国境なき医師団、物資供給を遮断されたためハルツームの病院での手術活動を中断

国境なき医師団(MSF)は10月18日、スーダン軍当局がワドメダニからハルツーム南部への外科用資材の輸送を1カ月以上にわたって遮断したため、ハルツーム南部のバシャール教育病院における救命外科活動(外傷手術や帝王切開など)への支援を停止する、と発表した。 「バシャール病院での救命外科治療の支援を止めなければならないのは痛恨なことです。この病院の救急治療室は5月中旬以来5000人近い患者を受け入れ、MSFの外科チームは3000件以上の外科手術を行ってきました。ニーズは膨大です。手術を行うために必要な薬や資材をブロックすることは、人びとが切実に必要としている医療を奪うことになります」と、MSFの外科専門家、シャジール・マジードは述べた。 MSFは5月中旬から、バシャール教育病院で保健省のスタッフやボランティアとともに活動を開始した。軍当局は9月8日以降、MSFがワドメダニの倉庫からハルツーム南部の病院に新しい手術用品を運ぶ許可を出さなくなった。バシャール病院のMSFの手術用品は底をつき、手術活動の継続が不可能になっている。

* 課題の指示 *
上の記事について、次の問いに答えてください。
1. MSFがバシャール教育病院での救命外科活動への支援停止を発表したのは何月何日ですか?
2. バシャール病院の救急治療室は、5月中旬以来何人近い患者を受け入れましたか?
3. 軍当局がMSFに新しい手術用品の輸送許可を出さなくなったのは、何月何日以降ですか?

* 記録の抜粋 *
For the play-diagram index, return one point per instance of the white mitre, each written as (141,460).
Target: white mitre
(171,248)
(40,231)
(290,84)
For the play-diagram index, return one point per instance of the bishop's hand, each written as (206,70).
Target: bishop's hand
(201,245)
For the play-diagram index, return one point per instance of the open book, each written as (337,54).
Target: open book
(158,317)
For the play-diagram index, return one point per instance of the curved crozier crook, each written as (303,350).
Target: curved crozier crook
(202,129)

--

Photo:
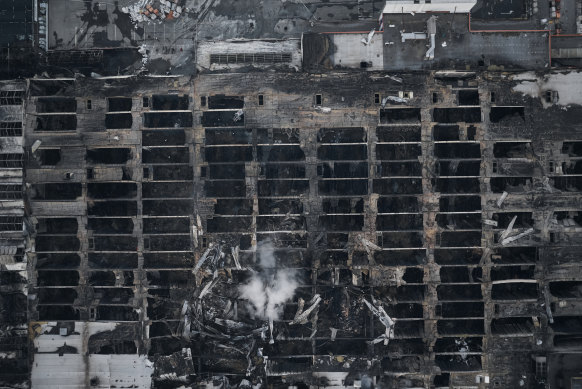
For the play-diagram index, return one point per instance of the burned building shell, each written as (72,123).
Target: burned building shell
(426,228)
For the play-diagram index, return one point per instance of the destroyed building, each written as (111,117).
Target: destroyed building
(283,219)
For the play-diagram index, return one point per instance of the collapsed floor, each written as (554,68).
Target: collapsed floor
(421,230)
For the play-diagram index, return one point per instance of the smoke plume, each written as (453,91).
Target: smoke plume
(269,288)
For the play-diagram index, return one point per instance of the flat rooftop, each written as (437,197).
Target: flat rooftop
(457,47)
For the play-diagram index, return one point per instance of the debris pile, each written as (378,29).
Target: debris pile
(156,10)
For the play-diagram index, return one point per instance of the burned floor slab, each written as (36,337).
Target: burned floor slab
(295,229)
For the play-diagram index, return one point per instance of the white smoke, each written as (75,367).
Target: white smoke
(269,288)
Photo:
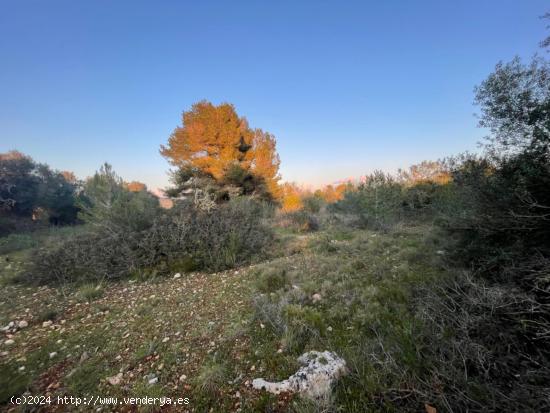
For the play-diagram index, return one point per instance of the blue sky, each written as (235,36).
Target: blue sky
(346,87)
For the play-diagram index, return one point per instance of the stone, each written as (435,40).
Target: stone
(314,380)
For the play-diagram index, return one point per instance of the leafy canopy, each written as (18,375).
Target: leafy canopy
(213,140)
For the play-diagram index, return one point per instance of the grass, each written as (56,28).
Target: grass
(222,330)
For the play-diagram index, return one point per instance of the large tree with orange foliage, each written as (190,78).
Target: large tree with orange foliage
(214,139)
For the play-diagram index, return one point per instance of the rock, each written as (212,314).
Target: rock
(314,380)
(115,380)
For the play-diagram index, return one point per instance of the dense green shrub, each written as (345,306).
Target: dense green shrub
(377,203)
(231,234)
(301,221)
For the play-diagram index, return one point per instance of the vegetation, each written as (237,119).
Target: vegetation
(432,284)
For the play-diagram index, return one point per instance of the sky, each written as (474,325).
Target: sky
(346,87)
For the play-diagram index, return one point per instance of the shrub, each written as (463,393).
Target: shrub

* この問題の解答 *
1. 10月18日
2. 5000人近い患者
3. 9月8日以降